## Problem statement
Locate the line with "Each instance gets a single point. Label the plastic" in the material. Copy that line and each one after it, through the last, exactly and with nothing else.

Excerpt from a dataset:
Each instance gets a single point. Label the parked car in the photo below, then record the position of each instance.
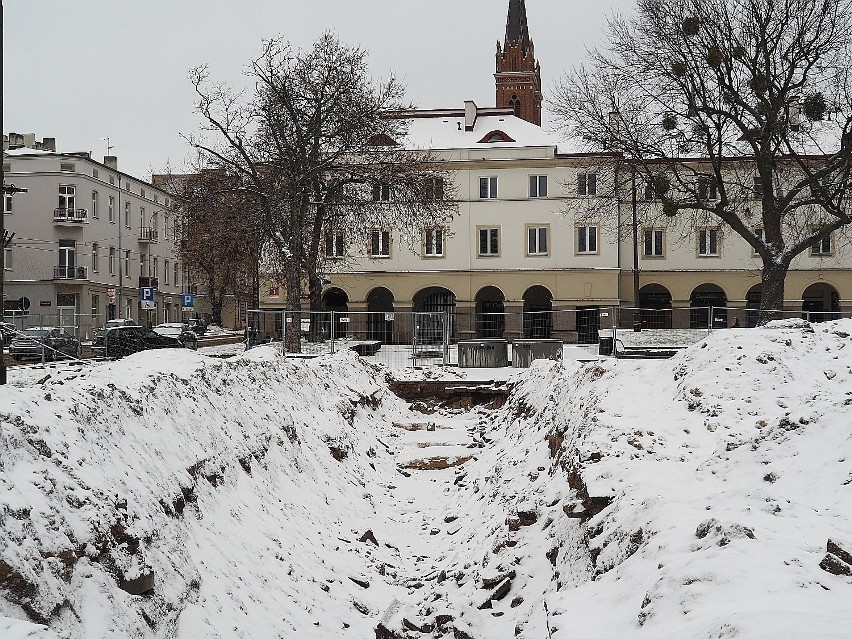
(53, 342)
(7, 332)
(125, 340)
(196, 325)
(179, 331)
(124, 322)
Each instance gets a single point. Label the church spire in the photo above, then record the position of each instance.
(516, 25)
(518, 75)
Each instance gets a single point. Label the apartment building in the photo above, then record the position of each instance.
(525, 240)
(87, 238)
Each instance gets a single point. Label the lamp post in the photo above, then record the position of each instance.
(637, 313)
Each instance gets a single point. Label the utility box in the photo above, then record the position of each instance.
(524, 351)
(483, 353)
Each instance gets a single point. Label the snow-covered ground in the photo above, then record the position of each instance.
(301, 498)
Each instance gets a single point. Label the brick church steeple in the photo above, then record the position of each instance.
(518, 74)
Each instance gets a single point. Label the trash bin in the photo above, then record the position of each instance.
(484, 353)
(525, 351)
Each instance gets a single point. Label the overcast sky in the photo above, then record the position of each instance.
(82, 70)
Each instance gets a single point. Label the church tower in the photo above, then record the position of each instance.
(518, 74)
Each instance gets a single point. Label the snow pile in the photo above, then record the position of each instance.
(729, 467)
(238, 487)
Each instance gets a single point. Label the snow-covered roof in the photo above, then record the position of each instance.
(23, 151)
(448, 132)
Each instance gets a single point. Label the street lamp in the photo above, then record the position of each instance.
(614, 125)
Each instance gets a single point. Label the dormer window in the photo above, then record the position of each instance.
(496, 136)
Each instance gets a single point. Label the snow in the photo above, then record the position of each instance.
(245, 484)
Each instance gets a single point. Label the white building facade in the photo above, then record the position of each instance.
(87, 238)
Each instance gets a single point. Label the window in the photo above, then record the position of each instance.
(537, 240)
(433, 243)
(759, 234)
(708, 242)
(334, 246)
(654, 245)
(489, 241)
(587, 184)
(433, 189)
(822, 246)
(67, 196)
(538, 186)
(707, 189)
(587, 239)
(381, 192)
(757, 189)
(488, 188)
(379, 243)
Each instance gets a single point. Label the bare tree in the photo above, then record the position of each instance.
(312, 143)
(219, 235)
(733, 111)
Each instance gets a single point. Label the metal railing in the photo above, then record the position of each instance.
(79, 216)
(147, 234)
(70, 272)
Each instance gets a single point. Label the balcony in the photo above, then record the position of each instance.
(70, 273)
(149, 236)
(70, 217)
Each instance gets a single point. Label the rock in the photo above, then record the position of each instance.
(369, 536)
(410, 625)
(502, 590)
(840, 549)
(491, 582)
(834, 565)
(725, 532)
(527, 517)
(443, 619)
(361, 582)
(138, 585)
(384, 633)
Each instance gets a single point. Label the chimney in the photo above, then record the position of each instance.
(469, 115)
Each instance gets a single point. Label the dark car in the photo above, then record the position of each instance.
(196, 325)
(7, 332)
(125, 340)
(49, 341)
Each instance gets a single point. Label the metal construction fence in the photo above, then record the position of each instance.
(412, 339)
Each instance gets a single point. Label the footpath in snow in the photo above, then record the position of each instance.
(171, 495)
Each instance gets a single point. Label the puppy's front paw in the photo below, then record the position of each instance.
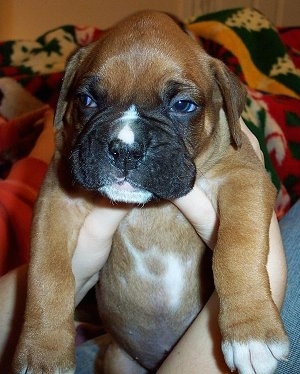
(254, 357)
(50, 353)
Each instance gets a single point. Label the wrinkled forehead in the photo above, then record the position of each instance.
(140, 71)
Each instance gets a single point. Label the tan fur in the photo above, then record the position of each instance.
(226, 167)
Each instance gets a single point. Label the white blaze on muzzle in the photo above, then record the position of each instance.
(126, 135)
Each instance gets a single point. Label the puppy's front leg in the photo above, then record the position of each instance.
(47, 341)
(252, 331)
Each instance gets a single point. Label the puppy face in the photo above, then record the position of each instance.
(139, 108)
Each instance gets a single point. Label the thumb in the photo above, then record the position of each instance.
(199, 211)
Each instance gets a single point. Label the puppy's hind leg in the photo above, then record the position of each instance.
(117, 361)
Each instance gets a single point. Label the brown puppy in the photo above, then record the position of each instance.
(143, 115)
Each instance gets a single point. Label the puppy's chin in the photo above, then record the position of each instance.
(126, 193)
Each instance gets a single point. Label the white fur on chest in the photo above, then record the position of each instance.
(171, 277)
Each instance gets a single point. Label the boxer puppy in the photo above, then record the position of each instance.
(143, 115)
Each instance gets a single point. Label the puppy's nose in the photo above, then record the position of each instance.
(125, 156)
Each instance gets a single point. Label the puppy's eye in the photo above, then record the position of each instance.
(184, 106)
(87, 101)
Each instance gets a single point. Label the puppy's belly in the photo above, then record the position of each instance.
(149, 290)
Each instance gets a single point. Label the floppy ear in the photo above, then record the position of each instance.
(233, 96)
(71, 67)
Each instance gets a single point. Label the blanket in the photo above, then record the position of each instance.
(265, 58)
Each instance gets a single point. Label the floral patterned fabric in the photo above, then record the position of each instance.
(266, 59)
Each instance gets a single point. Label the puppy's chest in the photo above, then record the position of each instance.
(154, 260)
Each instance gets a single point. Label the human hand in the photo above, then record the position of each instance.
(94, 244)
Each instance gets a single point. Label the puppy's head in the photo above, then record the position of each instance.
(139, 111)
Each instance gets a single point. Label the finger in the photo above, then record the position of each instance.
(198, 209)
(104, 219)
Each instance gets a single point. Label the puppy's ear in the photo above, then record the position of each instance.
(71, 67)
(233, 97)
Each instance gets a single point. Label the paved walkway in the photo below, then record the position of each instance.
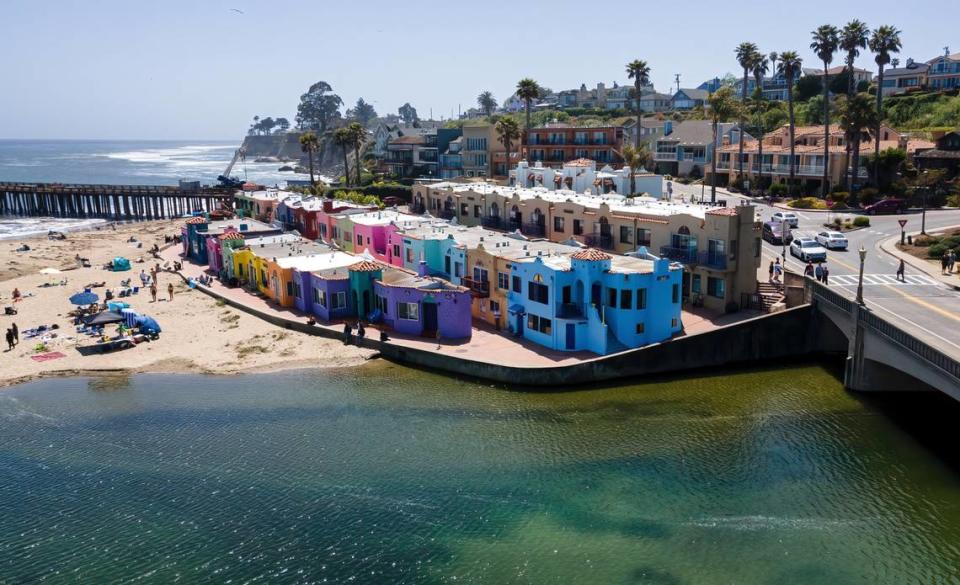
(486, 345)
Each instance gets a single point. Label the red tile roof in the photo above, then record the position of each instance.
(591, 254)
(365, 266)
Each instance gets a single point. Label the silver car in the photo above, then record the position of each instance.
(832, 240)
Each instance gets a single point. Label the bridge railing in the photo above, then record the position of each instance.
(919, 348)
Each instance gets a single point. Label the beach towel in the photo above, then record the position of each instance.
(42, 357)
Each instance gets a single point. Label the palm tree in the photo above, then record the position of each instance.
(826, 41)
(639, 72)
(883, 42)
(760, 68)
(746, 53)
(853, 37)
(309, 143)
(343, 138)
(723, 106)
(528, 90)
(635, 158)
(487, 103)
(789, 64)
(856, 116)
(508, 130)
(358, 135)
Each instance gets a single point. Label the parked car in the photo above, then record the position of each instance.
(832, 240)
(789, 217)
(777, 233)
(808, 250)
(886, 206)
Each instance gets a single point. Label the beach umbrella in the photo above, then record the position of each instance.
(84, 298)
(148, 323)
(104, 318)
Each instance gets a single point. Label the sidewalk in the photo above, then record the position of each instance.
(929, 267)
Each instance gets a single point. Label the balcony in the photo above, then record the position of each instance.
(683, 255)
(603, 241)
(478, 288)
(712, 260)
(492, 222)
(534, 229)
(570, 311)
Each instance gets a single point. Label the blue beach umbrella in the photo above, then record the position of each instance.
(84, 298)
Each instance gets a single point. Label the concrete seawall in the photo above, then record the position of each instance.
(787, 334)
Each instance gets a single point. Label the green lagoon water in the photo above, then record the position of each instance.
(391, 475)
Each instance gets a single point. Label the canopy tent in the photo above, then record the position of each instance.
(104, 318)
(85, 298)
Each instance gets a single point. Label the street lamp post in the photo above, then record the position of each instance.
(863, 257)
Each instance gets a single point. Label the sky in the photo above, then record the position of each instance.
(198, 69)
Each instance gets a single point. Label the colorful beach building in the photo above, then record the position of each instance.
(590, 300)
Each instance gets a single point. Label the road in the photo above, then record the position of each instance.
(923, 306)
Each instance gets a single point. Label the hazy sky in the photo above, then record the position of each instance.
(185, 69)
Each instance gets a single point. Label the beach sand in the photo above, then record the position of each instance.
(199, 335)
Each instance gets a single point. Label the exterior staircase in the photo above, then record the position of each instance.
(770, 294)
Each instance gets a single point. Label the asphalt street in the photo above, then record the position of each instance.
(923, 306)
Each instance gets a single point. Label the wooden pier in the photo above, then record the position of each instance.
(118, 202)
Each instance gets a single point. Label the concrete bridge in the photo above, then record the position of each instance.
(880, 355)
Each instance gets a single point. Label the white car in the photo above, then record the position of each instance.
(832, 240)
(789, 217)
(808, 250)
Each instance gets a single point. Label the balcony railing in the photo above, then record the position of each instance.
(712, 259)
(604, 241)
(492, 222)
(534, 229)
(570, 311)
(684, 255)
(479, 288)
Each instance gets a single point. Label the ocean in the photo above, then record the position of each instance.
(385, 474)
(126, 162)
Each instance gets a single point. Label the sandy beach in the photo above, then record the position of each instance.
(199, 335)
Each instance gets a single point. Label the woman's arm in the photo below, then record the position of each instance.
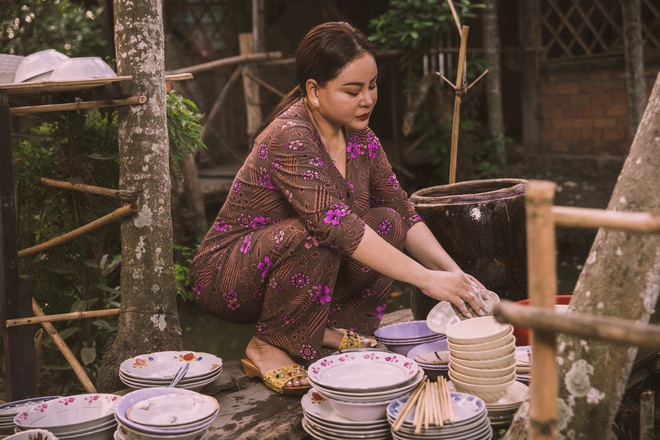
(443, 281)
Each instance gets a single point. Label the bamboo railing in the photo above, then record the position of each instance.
(542, 217)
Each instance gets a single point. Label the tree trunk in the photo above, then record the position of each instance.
(634, 56)
(621, 279)
(148, 320)
(491, 42)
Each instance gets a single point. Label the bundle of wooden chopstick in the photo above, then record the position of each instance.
(432, 404)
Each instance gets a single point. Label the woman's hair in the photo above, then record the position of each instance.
(321, 55)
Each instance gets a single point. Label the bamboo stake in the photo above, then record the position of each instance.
(414, 396)
(64, 349)
(644, 222)
(61, 317)
(542, 293)
(459, 88)
(607, 328)
(114, 216)
(78, 105)
(125, 196)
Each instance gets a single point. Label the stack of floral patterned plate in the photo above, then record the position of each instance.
(88, 416)
(356, 386)
(159, 368)
(9, 410)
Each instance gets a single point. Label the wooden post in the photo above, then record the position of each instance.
(250, 88)
(20, 357)
(542, 283)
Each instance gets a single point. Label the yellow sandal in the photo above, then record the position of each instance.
(354, 340)
(277, 378)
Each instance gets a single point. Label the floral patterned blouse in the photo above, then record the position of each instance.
(289, 173)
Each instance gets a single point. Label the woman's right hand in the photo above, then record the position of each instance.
(458, 288)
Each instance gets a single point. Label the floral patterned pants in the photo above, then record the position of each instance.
(281, 279)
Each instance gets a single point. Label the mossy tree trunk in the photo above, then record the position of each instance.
(148, 320)
(621, 278)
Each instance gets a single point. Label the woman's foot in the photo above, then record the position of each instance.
(267, 357)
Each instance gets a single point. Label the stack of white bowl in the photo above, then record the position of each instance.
(482, 357)
(9, 410)
(165, 413)
(404, 336)
(88, 416)
(355, 388)
(159, 368)
(432, 357)
(470, 421)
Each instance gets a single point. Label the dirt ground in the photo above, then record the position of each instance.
(579, 183)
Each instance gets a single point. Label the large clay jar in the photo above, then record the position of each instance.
(481, 225)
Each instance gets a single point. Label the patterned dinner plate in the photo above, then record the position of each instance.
(366, 371)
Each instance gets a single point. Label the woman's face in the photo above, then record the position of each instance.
(349, 99)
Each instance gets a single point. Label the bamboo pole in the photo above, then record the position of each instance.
(125, 196)
(645, 222)
(230, 61)
(64, 349)
(607, 328)
(542, 276)
(78, 105)
(114, 216)
(61, 317)
(459, 88)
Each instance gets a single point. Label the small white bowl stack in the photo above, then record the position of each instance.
(404, 336)
(165, 413)
(482, 358)
(159, 368)
(9, 410)
(351, 392)
(88, 416)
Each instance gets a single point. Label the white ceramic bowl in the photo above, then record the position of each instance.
(405, 331)
(479, 380)
(32, 434)
(489, 393)
(38, 66)
(476, 330)
(361, 411)
(80, 68)
(69, 413)
(506, 339)
(495, 353)
(130, 434)
(482, 372)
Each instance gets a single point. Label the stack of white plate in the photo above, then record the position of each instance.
(470, 421)
(524, 363)
(165, 413)
(358, 386)
(159, 368)
(403, 336)
(432, 357)
(88, 416)
(482, 357)
(321, 421)
(9, 410)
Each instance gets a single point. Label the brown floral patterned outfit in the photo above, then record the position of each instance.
(278, 254)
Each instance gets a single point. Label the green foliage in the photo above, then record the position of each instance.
(418, 27)
(183, 256)
(184, 128)
(28, 26)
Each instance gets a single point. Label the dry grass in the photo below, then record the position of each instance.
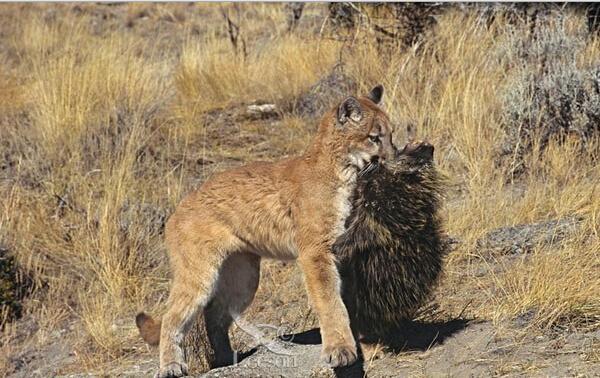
(102, 129)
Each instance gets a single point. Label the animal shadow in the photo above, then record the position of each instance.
(410, 336)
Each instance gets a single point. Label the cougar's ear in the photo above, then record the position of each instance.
(376, 94)
(349, 109)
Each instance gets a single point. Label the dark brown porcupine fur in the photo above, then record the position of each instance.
(391, 255)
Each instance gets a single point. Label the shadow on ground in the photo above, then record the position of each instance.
(411, 336)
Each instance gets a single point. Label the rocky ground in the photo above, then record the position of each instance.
(458, 346)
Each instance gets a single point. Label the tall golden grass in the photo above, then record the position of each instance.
(101, 125)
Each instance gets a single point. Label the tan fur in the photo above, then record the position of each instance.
(291, 209)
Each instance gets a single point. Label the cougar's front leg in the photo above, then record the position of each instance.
(324, 290)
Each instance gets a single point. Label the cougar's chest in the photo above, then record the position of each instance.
(343, 202)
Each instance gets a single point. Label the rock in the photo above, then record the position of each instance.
(14, 285)
(523, 238)
(325, 93)
(262, 111)
(294, 360)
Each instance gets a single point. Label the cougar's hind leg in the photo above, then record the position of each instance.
(196, 265)
(237, 284)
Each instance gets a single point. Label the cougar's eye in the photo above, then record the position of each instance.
(374, 138)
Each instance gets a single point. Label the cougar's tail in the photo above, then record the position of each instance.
(149, 328)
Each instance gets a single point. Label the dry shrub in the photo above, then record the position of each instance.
(210, 75)
(548, 93)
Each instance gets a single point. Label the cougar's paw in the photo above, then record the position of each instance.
(339, 354)
(371, 352)
(172, 370)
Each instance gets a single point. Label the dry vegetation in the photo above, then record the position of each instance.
(110, 114)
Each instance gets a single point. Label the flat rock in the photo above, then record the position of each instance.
(523, 238)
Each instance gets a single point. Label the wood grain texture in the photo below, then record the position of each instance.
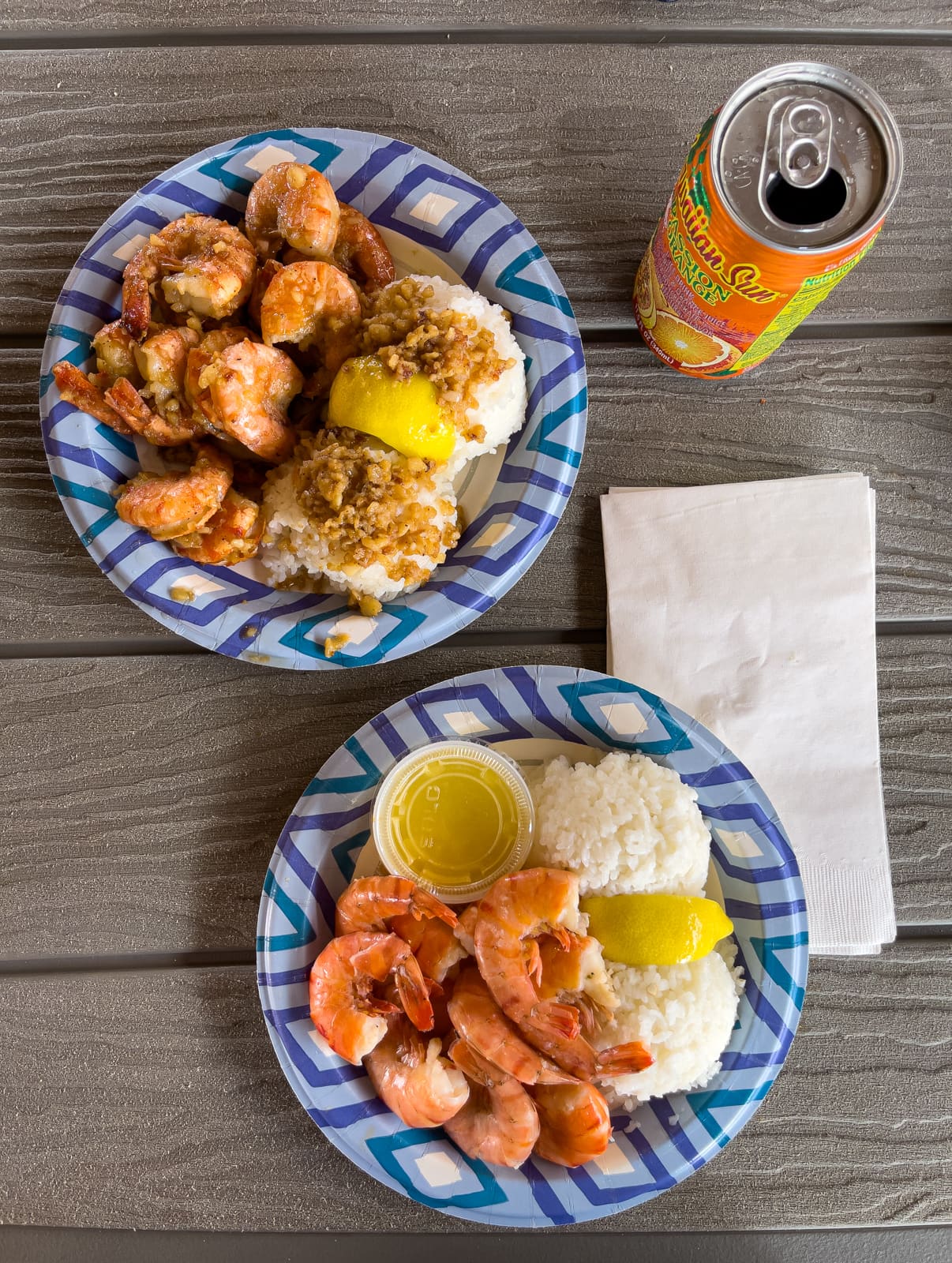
(192, 1126)
(583, 143)
(21, 17)
(883, 407)
(144, 796)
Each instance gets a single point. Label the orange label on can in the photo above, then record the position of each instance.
(712, 301)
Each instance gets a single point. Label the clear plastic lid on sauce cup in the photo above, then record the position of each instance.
(454, 816)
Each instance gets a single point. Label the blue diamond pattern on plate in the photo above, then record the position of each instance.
(665, 1141)
(429, 204)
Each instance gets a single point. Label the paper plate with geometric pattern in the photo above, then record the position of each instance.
(436, 220)
(665, 1140)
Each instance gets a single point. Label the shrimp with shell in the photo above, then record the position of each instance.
(312, 305)
(168, 505)
(478, 1020)
(230, 536)
(76, 388)
(576, 974)
(413, 1079)
(343, 991)
(499, 1122)
(204, 265)
(372, 902)
(575, 1124)
(516, 909)
(292, 202)
(244, 392)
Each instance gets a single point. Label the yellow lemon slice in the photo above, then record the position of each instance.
(403, 414)
(655, 928)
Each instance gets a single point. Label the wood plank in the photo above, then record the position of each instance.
(54, 17)
(930, 1244)
(145, 795)
(883, 407)
(587, 170)
(154, 1100)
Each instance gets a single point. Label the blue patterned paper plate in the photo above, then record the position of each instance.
(436, 220)
(665, 1140)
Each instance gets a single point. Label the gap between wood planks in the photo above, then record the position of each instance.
(211, 958)
(542, 35)
(147, 647)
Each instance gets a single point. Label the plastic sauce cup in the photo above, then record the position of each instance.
(454, 816)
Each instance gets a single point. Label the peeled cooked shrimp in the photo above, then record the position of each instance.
(515, 909)
(244, 392)
(362, 252)
(343, 1007)
(292, 202)
(432, 941)
(410, 1075)
(204, 265)
(576, 974)
(370, 902)
(575, 1124)
(312, 305)
(499, 1122)
(115, 355)
(467, 928)
(485, 1027)
(265, 275)
(174, 504)
(233, 534)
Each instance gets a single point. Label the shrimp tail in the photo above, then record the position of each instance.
(425, 905)
(76, 388)
(554, 1021)
(624, 1059)
(143, 421)
(533, 961)
(414, 993)
(137, 300)
(564, 938)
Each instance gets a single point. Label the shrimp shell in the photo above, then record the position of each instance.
(575, 1124)
(410, 1077)
(292, 202)
(499, 1122)
(480, 1021)
(516, 909)
(343, 1006)
(370, 902)
(174, 504)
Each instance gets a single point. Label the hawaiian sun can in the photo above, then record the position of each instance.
(783, 193)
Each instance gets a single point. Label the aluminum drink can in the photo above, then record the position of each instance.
(783, 193)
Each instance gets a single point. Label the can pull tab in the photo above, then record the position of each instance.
(804, 141)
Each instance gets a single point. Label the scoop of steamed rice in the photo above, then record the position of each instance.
(293, 547)
(684, 1014)
(627, 825)
(501, 403)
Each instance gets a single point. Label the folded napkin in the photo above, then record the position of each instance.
(753, 608)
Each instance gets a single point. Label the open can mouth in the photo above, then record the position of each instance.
(806, 157)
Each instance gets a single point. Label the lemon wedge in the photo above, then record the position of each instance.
(403, 414)
(655, 928)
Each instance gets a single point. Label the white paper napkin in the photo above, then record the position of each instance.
(753, 608)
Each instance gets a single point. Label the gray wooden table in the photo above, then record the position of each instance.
(144, 781)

## Response
Each instance gets a single point. Label the plastic sauce cup in the photo above, then record the position of each instance.
(454, 816)
Each instance gets a single point. Label the peeled cooked shrimp in the photo above, then record the position of each instance.
(515, 909)
(244, 392)
(362, 252)
(343, 1007)
(292, 202)
(432, 941)
(410, 1075)
(204, 265)
(576, 974)
(370, 902)
(575, 1124)
(312, 305)
(499, 1122)
(115, 355)
(467, 928)
(485, 1027)
(265, 275)
(174, 504)
(233, 534)
Each instance gets a single point. Label the shrimp tail in the photo above, then record the position of each instance.
(425, 905)
(76, 388)
(554, 1021)
(624, 1059)
(143, 421)
(533, 961)
(414, 993)
(137, 300)
(564, 938)
Each instance gets a single point. Label the shrimp shell in the photo above, then record the position of each instance.
(575, 1124)
(410, 1077)
(292, 202)
(499, 1122)
(480, 1021)
(516, 909)
(343, 1006)
(370, 902)
(174, 504)
Each instance gets a single point. Label the hawaiian sun can in the photo above, then record the position of each instance.
(783, 193)
Each instance gets a single point. Label the aluminum drink can in the photo above, then record the position of each instance.
(783, 193)
Each instance gets a single point. Label the can pull tab in the photo above, then record the position of each instance.
(804, 141)
Each instance gets a single point. Label the scoop of steamed rice in the photo above, then record the position of each instance.
(293, 547)
(684, 1014)
(627, 825)
(501, 403)
Each instance gets a single point. Label the folded napkin in the photo above, then record the position of each instance.
(753, 608)
Each instance gets a single point. Label the open can mouth in the photo above, then record the position of each instance.
(806, 157)
Each instance gets a single point. Label the lemon wedge in the photo above, then record the position of each instance.
(403, 414)
(655, 928)
Each instance gets a single point. Label the white paper napkin in the photo above, then record the position of each instance.
(753, 608)
Each instance gets a single point. Label the gray wooden table in the photo above, then record the position of each instance.
(144, 781)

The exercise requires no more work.